Prendiamo per esempio il primo dei comandamenti, che suona così: "Io sono il Signore, che ti ho fatto uscire dalla terra di Egitto". Che comandamento è questo? Cosa comanda Dio? In realtà queste prime parole sembrano piuttosto rivelare il mittente di tutto quanto viene detto in seguito. E' interessante notare che Dio si presenta, qui, non come il creatore dell'universo, ma come Colui che ha tratto fuori Israele dall'Egitto, cioè colui che è intervenuto in modo miracoloso nella storia del suo popolo.
Comunque, considerando questo incipit, risulta che i cosiddetti comandamenti non sono più dieci, ma nove. Anche l'ultimo è alquanto strano. Dice così: "Non desiderare ciò che è del tuo prossimo". Ma come si può comandare di non desiderare? Il desiderio, nell'uomo, prescinde dalla volontà. Questa espressione ci lascia perplessi. Potremmo tradurlo come un comando di Dio a non metterci in condizione di desiderare qualcosa che non ci appartiene. Ma allora sono otto?
Un altro problema è il fatto che la Bibbia ci dà due versioni dei comandamenti: una nel libro dell'Esodo e la seconda in Deuteronomio, dove Mosè ripete le parole di Dio modificandole un po'.
Ma come si è permesso, Mosè, di modificare le parole dette da Dio?
Nella prima versione, per es., riguardo al sabato si dice così: "Ricordati del giorno di sabato per santificarlo"; mentre nella seconda versione si dice: "Osserva il sabato". Allora il comando com'è? Bisogna ricordare o osservare?
Notate che dal testo si capisce che gli ebrei non hanno sentito le parole precise dette da Dio, ma hanno intuito il suo discorso. Perciò si può anche pensare che Dio abbia detto due cose contemporaneamente, cioè lo stesso comandamento espresso in due forme diverse.
Un altro esempio. Nella prima versione è detto: "Lavorerai sei giorni e il settimo giorno non farai lavori, né tu, né tuo figlio…Perché in sei giorni il Signore ha fatto il cielo e la terra…"; mentre nella seconda versione si dice qualcosa di leggermente diverso: "Osserva il giorno del sabato… lavora sei giorni… il settimo giorno è il sabato, non farai alcun lavoro, tu, tuo figlio, tua figlia…" e poi aggiunge: "Ricordati che sei stato schiavo nella terra d'Egitto e Dio ti ha fatto uscire di là".

Esercizi:
1: Estrai dal testo sui comandamenti tutto ciò che va da "Ma come si è" fino a "due forme diverse.".
2: Secondo il testo sui comandamenti, in quali due libri la Bibbia riporta le due versioni dei comandamenti?

Voci del dataset:
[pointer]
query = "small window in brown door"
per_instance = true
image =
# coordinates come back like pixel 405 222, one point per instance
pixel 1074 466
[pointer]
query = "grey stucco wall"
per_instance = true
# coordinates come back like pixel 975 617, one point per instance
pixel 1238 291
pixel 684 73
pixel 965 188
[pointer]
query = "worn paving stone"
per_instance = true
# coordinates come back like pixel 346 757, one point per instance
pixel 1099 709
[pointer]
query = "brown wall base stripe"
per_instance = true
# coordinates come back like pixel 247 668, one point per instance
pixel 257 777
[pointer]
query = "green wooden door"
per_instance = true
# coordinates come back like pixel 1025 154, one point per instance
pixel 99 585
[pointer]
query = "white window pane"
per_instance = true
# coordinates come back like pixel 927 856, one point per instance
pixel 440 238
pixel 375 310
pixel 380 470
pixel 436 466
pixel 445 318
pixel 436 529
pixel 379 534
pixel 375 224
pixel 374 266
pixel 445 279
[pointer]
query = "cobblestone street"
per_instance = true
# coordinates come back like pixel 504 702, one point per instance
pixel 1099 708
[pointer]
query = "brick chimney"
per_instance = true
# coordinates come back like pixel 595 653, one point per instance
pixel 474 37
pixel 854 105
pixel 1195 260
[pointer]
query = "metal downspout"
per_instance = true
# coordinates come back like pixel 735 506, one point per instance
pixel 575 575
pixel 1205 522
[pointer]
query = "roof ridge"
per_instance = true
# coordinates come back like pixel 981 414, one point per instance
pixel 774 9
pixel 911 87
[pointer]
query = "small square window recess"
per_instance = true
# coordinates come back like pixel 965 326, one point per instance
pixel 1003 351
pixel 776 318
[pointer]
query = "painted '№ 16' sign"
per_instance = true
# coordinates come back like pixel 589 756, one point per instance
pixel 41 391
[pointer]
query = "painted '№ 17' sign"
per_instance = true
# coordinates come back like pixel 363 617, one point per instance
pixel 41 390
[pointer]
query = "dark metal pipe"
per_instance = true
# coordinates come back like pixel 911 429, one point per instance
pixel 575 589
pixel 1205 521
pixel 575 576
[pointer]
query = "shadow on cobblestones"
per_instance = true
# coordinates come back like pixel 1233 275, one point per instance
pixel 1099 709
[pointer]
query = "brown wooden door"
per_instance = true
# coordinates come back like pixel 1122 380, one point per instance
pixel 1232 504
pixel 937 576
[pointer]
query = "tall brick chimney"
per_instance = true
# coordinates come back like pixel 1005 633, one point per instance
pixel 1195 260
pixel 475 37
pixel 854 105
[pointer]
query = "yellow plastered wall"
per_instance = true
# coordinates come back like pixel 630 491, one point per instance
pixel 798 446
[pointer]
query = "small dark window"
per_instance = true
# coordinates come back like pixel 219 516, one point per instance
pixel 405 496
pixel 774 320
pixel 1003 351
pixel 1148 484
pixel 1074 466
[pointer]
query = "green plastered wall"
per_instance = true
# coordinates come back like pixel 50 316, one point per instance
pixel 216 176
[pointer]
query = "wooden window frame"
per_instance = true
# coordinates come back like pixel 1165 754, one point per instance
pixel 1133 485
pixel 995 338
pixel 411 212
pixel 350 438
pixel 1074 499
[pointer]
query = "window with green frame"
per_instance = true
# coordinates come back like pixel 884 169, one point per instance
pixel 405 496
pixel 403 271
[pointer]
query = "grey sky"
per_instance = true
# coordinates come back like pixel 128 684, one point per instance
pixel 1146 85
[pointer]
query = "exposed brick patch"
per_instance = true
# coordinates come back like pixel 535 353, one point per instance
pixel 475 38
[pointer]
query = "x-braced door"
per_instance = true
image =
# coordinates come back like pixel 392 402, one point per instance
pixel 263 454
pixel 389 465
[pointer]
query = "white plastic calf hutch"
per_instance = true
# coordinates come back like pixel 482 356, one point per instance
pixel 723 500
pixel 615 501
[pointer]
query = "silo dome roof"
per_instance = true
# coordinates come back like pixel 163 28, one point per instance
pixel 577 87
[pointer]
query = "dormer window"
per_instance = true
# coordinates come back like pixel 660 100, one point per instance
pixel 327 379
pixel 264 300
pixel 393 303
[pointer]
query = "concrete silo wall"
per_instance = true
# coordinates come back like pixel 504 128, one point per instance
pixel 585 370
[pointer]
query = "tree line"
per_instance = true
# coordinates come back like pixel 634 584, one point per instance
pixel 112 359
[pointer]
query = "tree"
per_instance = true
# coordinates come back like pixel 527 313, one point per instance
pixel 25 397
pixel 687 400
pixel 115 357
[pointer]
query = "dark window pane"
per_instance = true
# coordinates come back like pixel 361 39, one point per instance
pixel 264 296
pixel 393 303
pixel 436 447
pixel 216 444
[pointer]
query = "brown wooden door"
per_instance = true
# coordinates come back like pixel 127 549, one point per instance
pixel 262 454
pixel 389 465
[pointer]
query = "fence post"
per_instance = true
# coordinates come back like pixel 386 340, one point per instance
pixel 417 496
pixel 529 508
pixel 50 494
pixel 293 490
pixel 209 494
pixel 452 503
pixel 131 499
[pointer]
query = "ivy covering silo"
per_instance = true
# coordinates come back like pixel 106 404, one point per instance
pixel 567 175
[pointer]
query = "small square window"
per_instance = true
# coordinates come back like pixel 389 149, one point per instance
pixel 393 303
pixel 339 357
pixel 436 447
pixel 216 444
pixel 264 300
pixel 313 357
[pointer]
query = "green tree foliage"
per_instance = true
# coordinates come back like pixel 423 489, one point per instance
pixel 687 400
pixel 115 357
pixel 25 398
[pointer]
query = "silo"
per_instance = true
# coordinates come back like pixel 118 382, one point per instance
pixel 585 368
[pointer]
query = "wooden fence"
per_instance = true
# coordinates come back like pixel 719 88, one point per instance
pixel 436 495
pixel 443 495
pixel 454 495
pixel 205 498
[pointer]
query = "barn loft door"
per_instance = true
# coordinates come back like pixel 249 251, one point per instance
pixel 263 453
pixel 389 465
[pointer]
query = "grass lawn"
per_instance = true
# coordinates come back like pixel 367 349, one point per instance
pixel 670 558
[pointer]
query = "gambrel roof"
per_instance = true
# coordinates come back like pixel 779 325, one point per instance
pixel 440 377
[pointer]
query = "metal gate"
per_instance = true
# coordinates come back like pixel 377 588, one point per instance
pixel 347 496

Risposte date:
1:
Ma come si è permesso, Mosè, di modificare le parole dette da Dio?
Nella prima versione, per es., riguardo al sabato si dice così: "Ricordati del giorno di sabato per santificarlo"; mentre nella seconda versione si dice: "Osserva il sabato". Allora il comando com'è? Bisogna ricordare o osservare?
Notate che dal testo si capisce che gli ebrei non hanno sentito le parole precise dette da Dio, ma hanno intuito il suo discorso. Perciò si può anche pensare che Dio abbia detto due cose contemporaneamente, cioè lo stesso comandamento espresso in due forme diverse.

2: Nel libro dell'Esodo e nel Deuteronomio.